### Aim
Reproduce the passage on the origin of a GPL-licensed CPU design from "We were questioning" to "traditional x86-based PC.", substituting "cartels" for "monopolies".

═════ Document text

The idea of a GNU/GPl'ed CPU design sprang in the middle of some email exchanges between three long-time GNU/Linux users (also Linux kernel developers in their spare time) with diverse backgrounds*.
We were questioning monopolies and how the dominance of an operating system (including the kernel, the Graphical User Interface and the availability of "killer-applications" as well as documentation) was intimately related to the world-wide dominance of a specific, outdated, awkward and inefficient CPU architecture. I guess we all know what I am referring to.
We also expressed our faith that GNU/Linux is well on its way to provide the basic foundation for a totally Free software environment (in the GNU/GPL sense; please get a copy of the GNU GPL license if you are reading this, or check www.gnu.org). However, this Freedom is limited or rather bound by the proprietary hardware on which it feels most at home to run: the traditional x86-based PC.

══════════
═════ Material

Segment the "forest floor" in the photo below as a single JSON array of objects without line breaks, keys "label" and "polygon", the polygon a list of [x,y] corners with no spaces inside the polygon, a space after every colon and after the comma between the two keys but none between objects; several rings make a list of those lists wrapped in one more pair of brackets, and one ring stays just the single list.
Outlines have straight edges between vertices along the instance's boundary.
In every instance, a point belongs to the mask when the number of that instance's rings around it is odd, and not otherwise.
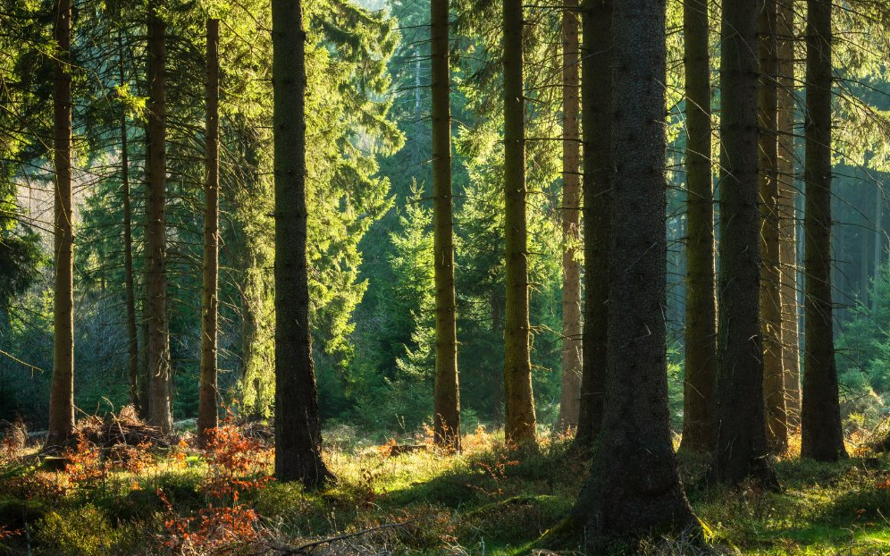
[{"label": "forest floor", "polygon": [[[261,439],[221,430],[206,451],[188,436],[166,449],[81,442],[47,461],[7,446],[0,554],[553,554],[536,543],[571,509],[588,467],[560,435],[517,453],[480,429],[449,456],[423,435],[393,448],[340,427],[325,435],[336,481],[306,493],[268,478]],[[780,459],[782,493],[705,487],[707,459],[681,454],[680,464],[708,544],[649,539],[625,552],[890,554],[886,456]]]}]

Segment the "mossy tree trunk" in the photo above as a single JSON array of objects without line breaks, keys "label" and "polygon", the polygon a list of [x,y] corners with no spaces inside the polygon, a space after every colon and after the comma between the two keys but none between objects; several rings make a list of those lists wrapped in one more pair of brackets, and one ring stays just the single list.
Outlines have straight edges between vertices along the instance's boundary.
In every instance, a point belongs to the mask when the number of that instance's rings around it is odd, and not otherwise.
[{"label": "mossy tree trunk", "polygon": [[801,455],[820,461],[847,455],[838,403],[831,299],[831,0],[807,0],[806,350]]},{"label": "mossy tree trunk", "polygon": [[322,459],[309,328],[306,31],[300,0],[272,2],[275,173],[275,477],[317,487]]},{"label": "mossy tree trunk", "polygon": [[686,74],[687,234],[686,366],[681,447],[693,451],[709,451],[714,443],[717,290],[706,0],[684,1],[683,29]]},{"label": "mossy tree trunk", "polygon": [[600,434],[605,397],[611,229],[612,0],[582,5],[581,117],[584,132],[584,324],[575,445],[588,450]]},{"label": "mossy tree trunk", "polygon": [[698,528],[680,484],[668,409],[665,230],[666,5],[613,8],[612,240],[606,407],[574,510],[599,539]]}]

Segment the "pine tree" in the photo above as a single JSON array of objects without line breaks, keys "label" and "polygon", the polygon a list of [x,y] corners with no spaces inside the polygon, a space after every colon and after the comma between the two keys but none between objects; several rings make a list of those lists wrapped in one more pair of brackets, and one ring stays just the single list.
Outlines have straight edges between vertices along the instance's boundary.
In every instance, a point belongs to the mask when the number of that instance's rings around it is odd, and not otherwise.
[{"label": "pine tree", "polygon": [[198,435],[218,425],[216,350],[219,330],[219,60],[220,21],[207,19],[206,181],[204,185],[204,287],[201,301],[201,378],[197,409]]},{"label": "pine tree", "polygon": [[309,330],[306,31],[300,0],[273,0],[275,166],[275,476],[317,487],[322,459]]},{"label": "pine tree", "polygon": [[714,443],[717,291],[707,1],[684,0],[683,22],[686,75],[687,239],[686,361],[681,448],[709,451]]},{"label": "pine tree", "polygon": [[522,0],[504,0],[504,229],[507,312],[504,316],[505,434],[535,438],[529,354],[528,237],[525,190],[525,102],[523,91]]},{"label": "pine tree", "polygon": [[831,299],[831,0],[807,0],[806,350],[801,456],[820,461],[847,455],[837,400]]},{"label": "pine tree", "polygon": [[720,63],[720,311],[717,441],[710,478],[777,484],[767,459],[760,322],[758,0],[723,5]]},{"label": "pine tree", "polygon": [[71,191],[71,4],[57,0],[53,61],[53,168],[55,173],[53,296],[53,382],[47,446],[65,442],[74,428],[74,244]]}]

══════════

### Right answer
We were questioning cartels and how the dominance of an operating system (including the kernel, the Graphical User Interface and the availability of "killer-applications" as well as documentation) was intimately related to the world-wide dominance of a specific, outdated, awkward and inefficient CPU architecture. I guess we all know what I am referring to.
We also expressed our faith that GNU/Linux is well on its way to provide the basic foundation for a totally Free software environment (in the GNU/GPL sense; please get a copy of the GNU GPL license if you are reading this, or check www.gnu.org). However, this Freedom is limited or rather bound by the proprietary hardware on which it feels most at home to run: the traditional x86-based PC.